Texto fornecido
Margarida Silva: "Já temos mais de 400 mil assinaturas contra o glifosato"
A bióloga e apoiante da iniciativa Margarida Silva explica ao DN por que é preciso banir este produto, que Portugal já proibiu nos espaços públicos urbanos em janeiro.
Esta iniciativa propõe-se chegar a um mínimo de um milhão de assinaturas dos cidadãos europeus. Vai ser fácil?
Penso que temos o caminho facilitado porque o público está esmagadoramente sensibilizado para o problema do glifosato. É só uma questão de os cidadãos ficarem a saber que têm uma forma de canalizar essa insatisfação de modo produtivo, assinando a petição.
As pessoas estão a aderir?
Estão a aderir em grande número. A nível europeu já se ultrapassaram as 407 mil assinaturas, o que é quase meio milhão em menos de um mês. É muito animador. É uma pena que as pessoas tenham de fazer valer a sua opinião através destes mecanismos alternativos, que não têm muita força. Mas é excelente que sintam que vale a pena tentar que as opções políticas sejam no sentido de garantir o bem-estar das populações e do ambiente.

O que fazer
A) Reescreva o trecho da entrevista sobre o glifosato desde "A bióloga e" até "Vai ser fácil?", inclusive, substituindo "iniciativa" por "campanha".
B) Indique se cada afirmação concorda com a entrevista sobre o glifosato, respondendo sim ou não e citando as palavras decisivas do texto: (i) Portugal já proibiu o glifosato nos espaços públicos urbanos. (ii) A iniciativa pretende reunir pelo menos meio milhão de assinaturas. (iii) Margarida Silva considera que os mecanismos alternativos têm muita força.
C) Prossiga a entrevista sobre o glifosato a partir da última frase apresentada.

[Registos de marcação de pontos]
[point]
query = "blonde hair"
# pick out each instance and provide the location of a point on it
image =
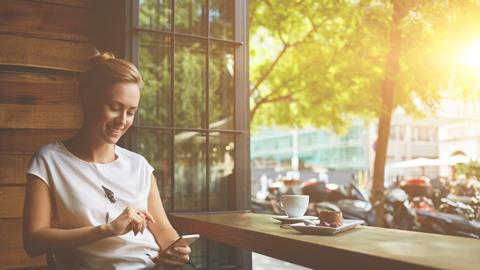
(103, 71)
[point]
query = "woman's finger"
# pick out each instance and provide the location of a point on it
(144, 221)
(147, 216)
(180, 251)
(164, 260)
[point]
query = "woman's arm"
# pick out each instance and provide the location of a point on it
(162, 230)
(39, 237)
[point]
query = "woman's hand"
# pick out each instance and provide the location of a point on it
(130, 219)
(173, 256)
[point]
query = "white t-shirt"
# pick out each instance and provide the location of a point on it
(79, 200)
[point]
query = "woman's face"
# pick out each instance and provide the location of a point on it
(115, 112)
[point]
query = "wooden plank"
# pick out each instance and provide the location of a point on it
(360, 248)
(44, 20)
(27, 141)
(40, 116)
(30, 88)
(17, 257)
(72, 3)
(44, 53)
(11, 235)
(13, 168)
(11, 200)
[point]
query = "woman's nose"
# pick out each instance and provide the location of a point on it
(122, 118)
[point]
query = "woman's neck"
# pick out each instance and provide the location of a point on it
(90, 149)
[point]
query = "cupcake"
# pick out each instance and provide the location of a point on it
(330, 218)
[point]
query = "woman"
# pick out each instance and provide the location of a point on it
(103, 199)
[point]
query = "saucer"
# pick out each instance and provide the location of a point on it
(324, 230)
(287, 219)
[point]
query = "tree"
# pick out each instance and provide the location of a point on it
(320, 62)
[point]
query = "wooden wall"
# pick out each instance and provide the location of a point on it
(43, 45)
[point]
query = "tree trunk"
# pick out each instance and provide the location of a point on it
(387, 93)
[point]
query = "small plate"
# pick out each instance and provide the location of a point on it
(287, 219)
(324, 230)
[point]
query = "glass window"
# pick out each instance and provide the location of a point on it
(155, 64)
(221, 81)
(187, 54)
(190, 65)
(156, 147)
(222, 171)
(190, 17)
(190, 172)
(221, 18)
(156, 14)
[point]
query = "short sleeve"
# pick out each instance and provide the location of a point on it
(38, 167)
(150, 169)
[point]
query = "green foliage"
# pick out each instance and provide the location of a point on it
(469, 169)
(320, 62)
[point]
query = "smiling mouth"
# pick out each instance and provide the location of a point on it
(116, 131)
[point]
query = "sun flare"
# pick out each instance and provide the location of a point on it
(470, 57)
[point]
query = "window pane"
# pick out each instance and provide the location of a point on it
(222, 171)
(190, 17)
(221, 84)
(190, 81)
(155, 65)
(199, 253)
(155, 146)
(221, 18)
(156, 14)
(190, 171)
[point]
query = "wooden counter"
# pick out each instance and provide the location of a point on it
(361, 248)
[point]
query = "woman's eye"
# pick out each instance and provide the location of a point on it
(114, 108)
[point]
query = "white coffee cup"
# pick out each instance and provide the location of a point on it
(294, 205)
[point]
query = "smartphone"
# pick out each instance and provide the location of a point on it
(184, 240)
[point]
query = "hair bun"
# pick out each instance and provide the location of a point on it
(100, 57)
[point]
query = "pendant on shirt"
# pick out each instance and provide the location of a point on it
(109, 194)
(111, 197)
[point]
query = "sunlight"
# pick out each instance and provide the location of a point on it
(470, 58)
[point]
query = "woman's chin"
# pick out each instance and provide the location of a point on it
(112, 139)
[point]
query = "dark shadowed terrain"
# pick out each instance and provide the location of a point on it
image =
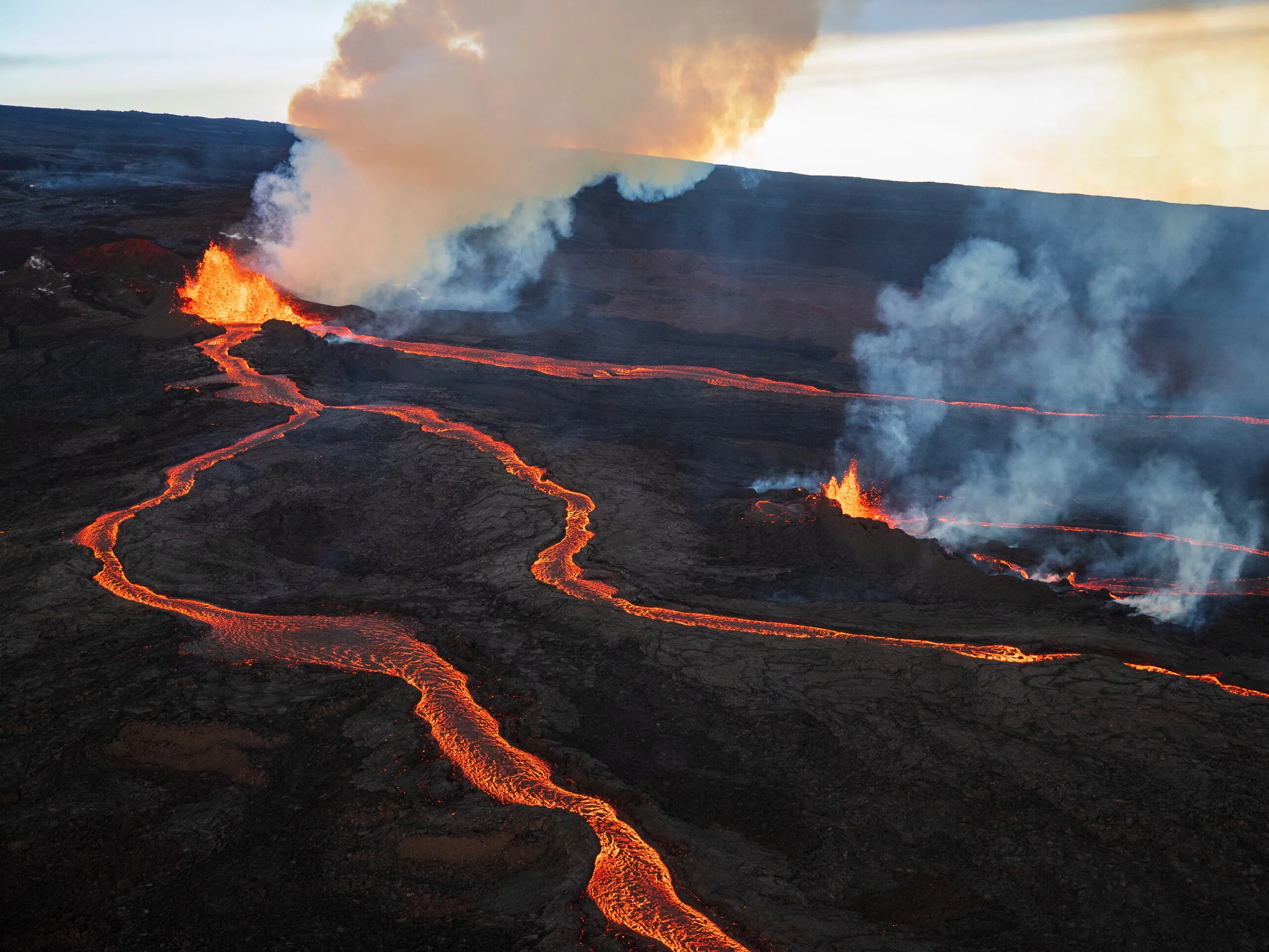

As respostas
A)
A bióloga e apoiante da campanha Margarida Silva explica ao DN por que é preciso banir este produto, que Portugal já proibiu nos espaços públicos urbanos em janeiro.
Esta campanha propõe-se chegar a um mínimo de um milhão de assinaturas dos cidadãos europeus. Vai ser fácil?

B)
(i) Sim: "que Portugal já proibiu nos espaços públicos urbanos em janeiro".
(ii) Não: "chegar a um mínimo de um milhão de assinaturas dos cidadãos europeus".
(iii) Não: "através destes mecanismos alternativos, que não têm muita força".

C)
A iniciativa pretende que o uso do glifosato seja banido na Europa?
É o que propõe, e vincula a Comissão Europeia a que sejam iniciadas medidas nesse sentido. Depois, se os Estados membros, o Parlamento Europeu e todos os parceiros do processo de decisão em Bruxelas vão estar de acordo e que decisão final será tomada, isso a iniciativa já não controla. Mas cria legitimidade política para a proibição e cria o momento para que ela aconteça. O resultado final, veremos.
Há o prazo de um ano, que está estipulado para este tipo de iniciativas, para chegar a um milhão de assinaturas. Mas o vosso objetivo é chegar a essa meta já no verão. Porquê?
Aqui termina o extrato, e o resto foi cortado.